# The exercise
Reproduce the listing below verbatim, starting at its first line and stopping after the line that contains "column 241, row 56"; include both of those lines and nothing beyond.

# Data for the task
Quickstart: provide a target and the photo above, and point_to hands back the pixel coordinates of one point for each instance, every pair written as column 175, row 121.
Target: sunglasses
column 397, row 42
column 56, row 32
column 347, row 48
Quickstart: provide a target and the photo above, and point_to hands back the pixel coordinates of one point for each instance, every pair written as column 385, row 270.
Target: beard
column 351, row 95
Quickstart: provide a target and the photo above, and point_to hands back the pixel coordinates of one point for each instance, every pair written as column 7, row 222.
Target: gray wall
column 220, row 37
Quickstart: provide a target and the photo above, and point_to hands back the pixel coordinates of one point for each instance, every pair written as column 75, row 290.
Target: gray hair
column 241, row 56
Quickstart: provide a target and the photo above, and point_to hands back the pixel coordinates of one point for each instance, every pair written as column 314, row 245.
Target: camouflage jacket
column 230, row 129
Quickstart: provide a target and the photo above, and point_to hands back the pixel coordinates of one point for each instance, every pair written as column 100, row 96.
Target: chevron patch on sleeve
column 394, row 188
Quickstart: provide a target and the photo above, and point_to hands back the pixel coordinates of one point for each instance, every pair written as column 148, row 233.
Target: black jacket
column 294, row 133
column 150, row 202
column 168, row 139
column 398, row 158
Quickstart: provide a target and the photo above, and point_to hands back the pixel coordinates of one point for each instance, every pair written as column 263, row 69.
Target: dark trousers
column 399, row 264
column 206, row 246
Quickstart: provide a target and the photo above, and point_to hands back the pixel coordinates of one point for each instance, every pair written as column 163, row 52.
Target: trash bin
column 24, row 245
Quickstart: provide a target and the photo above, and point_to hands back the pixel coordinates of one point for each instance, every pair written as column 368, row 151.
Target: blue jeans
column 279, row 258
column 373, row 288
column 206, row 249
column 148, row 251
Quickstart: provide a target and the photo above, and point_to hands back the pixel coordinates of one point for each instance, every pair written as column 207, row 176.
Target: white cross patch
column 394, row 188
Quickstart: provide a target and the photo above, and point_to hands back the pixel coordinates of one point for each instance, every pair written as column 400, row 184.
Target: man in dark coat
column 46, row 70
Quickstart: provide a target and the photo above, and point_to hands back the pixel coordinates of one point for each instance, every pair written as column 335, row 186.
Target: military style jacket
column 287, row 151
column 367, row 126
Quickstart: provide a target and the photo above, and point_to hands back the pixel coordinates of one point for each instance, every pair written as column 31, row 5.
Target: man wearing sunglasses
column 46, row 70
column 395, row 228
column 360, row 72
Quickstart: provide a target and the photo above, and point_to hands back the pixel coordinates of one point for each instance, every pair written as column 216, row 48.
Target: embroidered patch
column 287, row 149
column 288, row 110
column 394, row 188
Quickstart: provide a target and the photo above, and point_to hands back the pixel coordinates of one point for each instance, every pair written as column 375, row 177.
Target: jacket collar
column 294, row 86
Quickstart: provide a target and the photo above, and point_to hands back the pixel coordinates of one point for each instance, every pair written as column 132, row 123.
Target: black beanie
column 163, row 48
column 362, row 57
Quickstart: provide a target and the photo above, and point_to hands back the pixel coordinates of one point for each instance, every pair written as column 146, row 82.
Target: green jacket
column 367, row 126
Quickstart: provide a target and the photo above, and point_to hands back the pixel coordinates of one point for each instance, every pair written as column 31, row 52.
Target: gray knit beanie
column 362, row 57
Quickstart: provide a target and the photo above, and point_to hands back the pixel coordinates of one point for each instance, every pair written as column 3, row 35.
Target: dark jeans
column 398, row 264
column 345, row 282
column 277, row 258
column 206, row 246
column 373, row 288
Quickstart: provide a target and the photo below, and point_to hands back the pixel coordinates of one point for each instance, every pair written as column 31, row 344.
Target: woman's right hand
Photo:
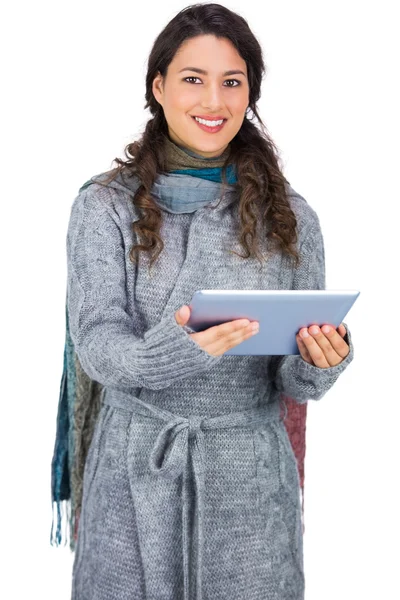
column 218, row 339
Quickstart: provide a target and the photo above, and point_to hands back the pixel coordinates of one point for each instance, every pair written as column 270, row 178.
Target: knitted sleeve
column 291, row 374
column 100, row 326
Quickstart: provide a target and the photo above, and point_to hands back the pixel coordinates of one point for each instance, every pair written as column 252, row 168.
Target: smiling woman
column 211, row 99
column 191, row 489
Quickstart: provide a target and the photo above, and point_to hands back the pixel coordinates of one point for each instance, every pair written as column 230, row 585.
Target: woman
column 191, row 489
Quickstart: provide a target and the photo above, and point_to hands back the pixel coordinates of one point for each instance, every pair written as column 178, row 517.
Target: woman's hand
column 323, row 347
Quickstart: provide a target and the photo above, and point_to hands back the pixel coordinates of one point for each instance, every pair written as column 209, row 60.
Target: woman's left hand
column 323, row 347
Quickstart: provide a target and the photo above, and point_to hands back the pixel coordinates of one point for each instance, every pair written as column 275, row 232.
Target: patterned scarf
column 80, row 397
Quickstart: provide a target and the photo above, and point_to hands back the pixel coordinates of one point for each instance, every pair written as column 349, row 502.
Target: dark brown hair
column 261, row 183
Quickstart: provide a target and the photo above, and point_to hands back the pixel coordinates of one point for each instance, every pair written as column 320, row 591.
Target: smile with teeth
column 209, row 123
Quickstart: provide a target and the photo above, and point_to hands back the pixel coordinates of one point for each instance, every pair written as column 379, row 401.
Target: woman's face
column 185, row 93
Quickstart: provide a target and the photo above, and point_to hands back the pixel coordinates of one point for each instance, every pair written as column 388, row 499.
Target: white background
column 73, row 96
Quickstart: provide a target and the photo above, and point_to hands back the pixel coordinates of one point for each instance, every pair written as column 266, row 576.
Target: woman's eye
column 236, row 80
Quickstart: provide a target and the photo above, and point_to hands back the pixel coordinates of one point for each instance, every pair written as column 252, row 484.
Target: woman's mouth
column 207, row 128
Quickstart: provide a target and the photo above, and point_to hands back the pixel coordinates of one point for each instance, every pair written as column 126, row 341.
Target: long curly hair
column 260, row 181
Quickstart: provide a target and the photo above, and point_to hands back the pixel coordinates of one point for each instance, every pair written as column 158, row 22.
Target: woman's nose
column 212, row 97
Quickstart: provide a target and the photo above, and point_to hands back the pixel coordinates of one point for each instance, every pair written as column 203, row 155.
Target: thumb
column 182, row 315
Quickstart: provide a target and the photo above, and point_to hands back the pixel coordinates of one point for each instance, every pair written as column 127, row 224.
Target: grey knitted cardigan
column 191, row 487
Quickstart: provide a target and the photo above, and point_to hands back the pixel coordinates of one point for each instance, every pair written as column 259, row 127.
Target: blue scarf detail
column 212, row 174
column 173, row 195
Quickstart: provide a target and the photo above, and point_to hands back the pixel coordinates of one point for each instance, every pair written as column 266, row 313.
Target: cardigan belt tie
column 179, row 450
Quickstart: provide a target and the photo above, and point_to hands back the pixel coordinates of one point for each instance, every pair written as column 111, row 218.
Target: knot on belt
column 179, row 449
column 170, row 451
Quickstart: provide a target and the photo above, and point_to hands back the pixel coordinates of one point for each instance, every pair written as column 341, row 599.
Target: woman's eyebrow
column 203, row 72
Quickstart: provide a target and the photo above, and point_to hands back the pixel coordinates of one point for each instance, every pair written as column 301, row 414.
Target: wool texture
column 186, row 464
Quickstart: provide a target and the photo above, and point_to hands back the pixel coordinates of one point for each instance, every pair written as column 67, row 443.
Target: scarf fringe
column 62, row 515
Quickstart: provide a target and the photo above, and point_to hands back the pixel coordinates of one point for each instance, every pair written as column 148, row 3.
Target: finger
column 303, row 350
column 330, row 342
column 316, row 352
column 336, row 340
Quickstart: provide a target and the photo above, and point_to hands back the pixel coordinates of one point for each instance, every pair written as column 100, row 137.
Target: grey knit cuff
column 168, row 354
column 302, row 381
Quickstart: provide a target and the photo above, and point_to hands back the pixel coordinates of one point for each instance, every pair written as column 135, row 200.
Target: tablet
column 280, row 313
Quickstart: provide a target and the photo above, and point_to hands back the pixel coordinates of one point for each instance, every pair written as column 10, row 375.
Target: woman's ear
column 157, row 88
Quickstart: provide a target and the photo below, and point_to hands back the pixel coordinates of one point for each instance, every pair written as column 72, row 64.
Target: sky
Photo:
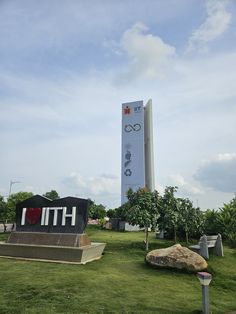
column 66, row 67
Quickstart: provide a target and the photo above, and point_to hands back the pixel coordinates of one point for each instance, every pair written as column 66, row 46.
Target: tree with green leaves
column 169, row 211
column 96, row 211
column 3, row 208
column 52, row 195
column 190, row 218
column 142, row 209
column 227, row 221
column 11, row 204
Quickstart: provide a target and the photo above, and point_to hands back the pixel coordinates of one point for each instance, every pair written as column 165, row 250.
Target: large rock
column 178, row 257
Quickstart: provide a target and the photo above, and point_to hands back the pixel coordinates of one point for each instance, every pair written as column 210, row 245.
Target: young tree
column 169, row 211
column 3, row 207
column 142, row 209
column 11, row 204
column 96, row 211
column 227, row 221
column 189, row 217
column 52, row 195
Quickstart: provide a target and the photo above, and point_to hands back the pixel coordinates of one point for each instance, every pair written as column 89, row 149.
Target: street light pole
column 205, row 279
column 11, row 183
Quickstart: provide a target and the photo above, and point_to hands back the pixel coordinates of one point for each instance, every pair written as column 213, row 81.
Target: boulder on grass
column 178, row 257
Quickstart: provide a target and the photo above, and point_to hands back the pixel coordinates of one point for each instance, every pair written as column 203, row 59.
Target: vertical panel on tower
column 133, row 161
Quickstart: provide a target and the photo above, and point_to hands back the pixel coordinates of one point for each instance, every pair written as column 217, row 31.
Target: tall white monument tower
column 137, row 168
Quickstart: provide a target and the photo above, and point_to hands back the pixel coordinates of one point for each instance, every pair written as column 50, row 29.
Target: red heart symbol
column 33, row 215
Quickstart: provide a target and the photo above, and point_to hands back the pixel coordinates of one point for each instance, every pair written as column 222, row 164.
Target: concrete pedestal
column 63, row 248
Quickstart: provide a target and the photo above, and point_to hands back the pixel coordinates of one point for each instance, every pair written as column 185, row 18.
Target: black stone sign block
column 40, row 214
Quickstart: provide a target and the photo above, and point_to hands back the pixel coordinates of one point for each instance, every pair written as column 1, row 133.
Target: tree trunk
column 186, row 233
column 146, row 238
column 175, row 235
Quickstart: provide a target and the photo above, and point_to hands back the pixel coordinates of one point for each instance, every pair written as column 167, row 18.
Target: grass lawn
column 120, row 282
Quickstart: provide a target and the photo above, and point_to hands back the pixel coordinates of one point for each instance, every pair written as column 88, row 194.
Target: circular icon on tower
column 128, row 173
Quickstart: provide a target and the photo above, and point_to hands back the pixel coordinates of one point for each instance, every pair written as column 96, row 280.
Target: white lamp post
column 205, row 279
column 11, row 184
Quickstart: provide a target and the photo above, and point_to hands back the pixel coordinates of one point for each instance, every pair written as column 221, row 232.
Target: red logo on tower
column 127, row 110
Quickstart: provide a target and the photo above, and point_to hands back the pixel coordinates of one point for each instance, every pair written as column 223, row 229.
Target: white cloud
column 104, row 185
column 216, row 23
column 184, row 187
column 219, row 173
column 148, row 55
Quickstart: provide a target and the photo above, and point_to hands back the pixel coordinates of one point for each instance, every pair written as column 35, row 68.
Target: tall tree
column 142, row 209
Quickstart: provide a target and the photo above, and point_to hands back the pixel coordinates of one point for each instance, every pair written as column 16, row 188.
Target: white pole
column 149, row 155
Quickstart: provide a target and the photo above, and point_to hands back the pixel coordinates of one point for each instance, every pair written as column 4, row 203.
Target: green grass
column 120, row 282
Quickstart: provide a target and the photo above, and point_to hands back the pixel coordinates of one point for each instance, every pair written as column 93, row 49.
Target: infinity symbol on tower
column 135, row 127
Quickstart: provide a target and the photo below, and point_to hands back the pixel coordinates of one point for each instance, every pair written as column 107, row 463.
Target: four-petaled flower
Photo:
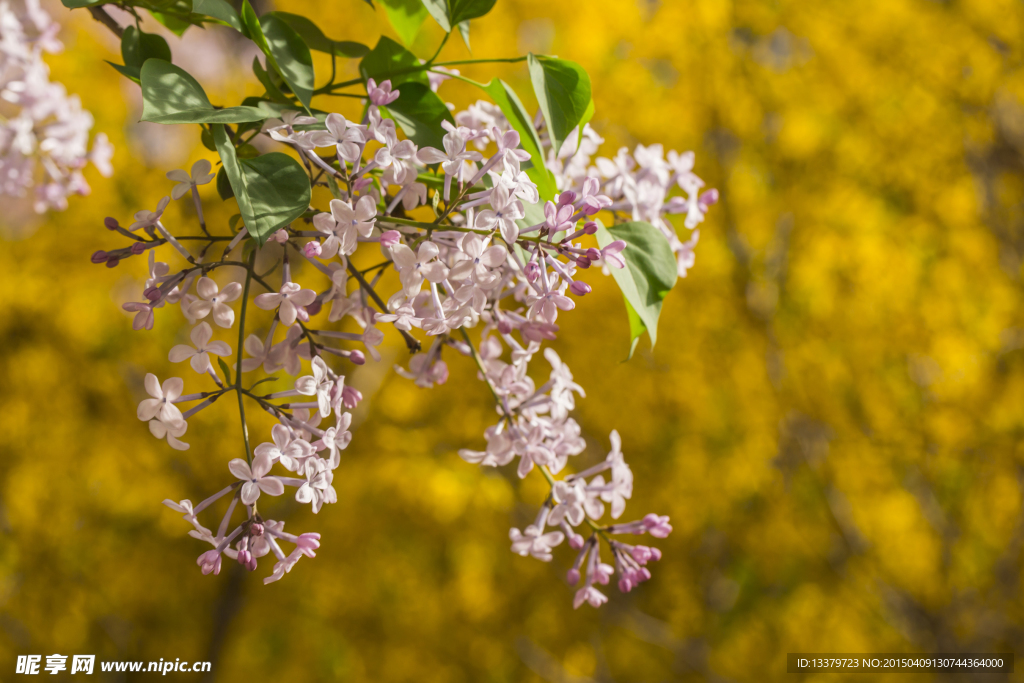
column 200, row 354
column 256, row 478
column 215, row 300
column 289, row 301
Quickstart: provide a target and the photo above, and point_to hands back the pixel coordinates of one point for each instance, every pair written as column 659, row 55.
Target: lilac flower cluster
column 44, row 133
column 478, row 265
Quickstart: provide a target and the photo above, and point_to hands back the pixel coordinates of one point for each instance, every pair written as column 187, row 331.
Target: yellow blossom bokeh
column 830, row 416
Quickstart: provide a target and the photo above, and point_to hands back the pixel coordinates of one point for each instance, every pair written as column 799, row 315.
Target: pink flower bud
column 580, row 288
column 350, row 397
column 708, row 199
column 209, row 562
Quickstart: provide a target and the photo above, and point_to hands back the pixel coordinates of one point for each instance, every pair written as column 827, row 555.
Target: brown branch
column 100, row 15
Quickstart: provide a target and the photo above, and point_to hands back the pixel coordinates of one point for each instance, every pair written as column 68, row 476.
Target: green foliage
column 316, row 40
column 219, row 10
column 503, row 95
column 388, row 59
column 171, row 95
column 271, row 189
column 136, row 47
column 407, row 17
column 454, row 12
column 420, row 112
column 647, row 278
column 562, row 89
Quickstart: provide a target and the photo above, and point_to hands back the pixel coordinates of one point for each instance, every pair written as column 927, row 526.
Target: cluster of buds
column 476, row 264
column 44, row 133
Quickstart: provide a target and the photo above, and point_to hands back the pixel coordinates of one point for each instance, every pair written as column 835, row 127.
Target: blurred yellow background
column 832, row 417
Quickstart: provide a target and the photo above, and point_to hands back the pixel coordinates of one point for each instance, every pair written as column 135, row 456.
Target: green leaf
column 463, row 10
column 224, row 186
column 562, row 89
column 220, row 10
column 420, row 112
column 137, row 46
column 290, row 56
column 388, row 59
column 171, row 95
column 272, row 91
column 407, row 17
column 176, row 24
column 315, row 39
column 522, row 123
column 649, row 273
column 438, row 9
column 225, row 370
column 271, row 189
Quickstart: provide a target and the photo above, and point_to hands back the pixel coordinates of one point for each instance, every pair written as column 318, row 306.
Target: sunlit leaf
column 649, row 273
column 420, row 112
column 171, row 95
column 271, row 189
column 562, row 89
column 388, row 59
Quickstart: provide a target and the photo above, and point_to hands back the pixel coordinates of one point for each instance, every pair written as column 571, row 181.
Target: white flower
column 200, row 358
column 200, row 175
column 160, row 407
column 215, row 300
column 413, row 267
column 171, row 433
column 290, row 299
column 148, row 218
column 534, row 543
column 318, row 384
column 256, row 478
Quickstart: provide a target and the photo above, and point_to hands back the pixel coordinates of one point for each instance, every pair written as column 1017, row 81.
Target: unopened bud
column 580, row 288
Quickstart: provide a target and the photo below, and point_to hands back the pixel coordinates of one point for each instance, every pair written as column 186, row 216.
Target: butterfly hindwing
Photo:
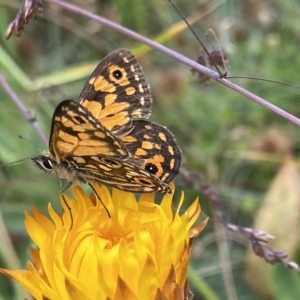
column 117, row 92
column 99, row 138
column 121, row 174
column 157, row 148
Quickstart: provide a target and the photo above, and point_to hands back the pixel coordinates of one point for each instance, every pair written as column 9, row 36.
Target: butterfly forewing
column 98, row 138
column 75, row 132
column 117, row 92
column 157, row 148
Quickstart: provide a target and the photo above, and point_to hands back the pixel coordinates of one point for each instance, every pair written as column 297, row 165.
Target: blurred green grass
column 213, row 125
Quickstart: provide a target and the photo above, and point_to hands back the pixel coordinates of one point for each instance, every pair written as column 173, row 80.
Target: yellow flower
column 140, row 252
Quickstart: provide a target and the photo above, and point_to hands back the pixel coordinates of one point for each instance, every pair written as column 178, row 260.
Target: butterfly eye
column 47, row 164
column 117, row 74
column 151, row 168
column 79, row 120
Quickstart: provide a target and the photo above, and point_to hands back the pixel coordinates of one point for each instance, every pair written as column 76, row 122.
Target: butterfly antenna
column 197, row 37
column 100, row 200
column 15, row 162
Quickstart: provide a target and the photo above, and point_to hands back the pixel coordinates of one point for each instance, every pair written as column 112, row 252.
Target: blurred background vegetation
column 248, row 154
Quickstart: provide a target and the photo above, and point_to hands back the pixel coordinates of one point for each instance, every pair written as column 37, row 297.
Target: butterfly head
column 44, row 162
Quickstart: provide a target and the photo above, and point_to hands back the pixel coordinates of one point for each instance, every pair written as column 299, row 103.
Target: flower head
column 140, row 252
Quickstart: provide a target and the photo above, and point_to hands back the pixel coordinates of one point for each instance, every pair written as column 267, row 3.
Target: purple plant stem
column 214, row 75
column 22, row 108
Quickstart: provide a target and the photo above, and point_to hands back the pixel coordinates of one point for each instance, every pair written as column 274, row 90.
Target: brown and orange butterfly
column 103, row 137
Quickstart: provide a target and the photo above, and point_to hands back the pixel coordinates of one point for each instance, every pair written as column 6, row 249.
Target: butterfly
column 104, row 136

# Result of this exercise
Quickstart: provide a target and the photo above, and point_to hands back the pixel coordinates of one point for each instance, every pair written as column 175, row 121.
Target: sunglasses
column 397, row 42
column 56, row 32
column 347, row 48
Quickstart: provide a target and the photo above, and point_to hands back the pixel coordinates of one point for each instance, every pair written as column 385, row 270.
Target: beard
column 351, row 95
Quickstart: provide a target and the photo above, and point_to hands back the pixel coordinates of one point for each instance, every pair written as column 7, row 222.
Target: gray wall
column 220, row 37
Quickstart: provide a target and the photo above, and point_to hands back the pixel coordinates of one point for each instance, every pair written as column 75, row 290.
Target: gray hair
column 241, row 56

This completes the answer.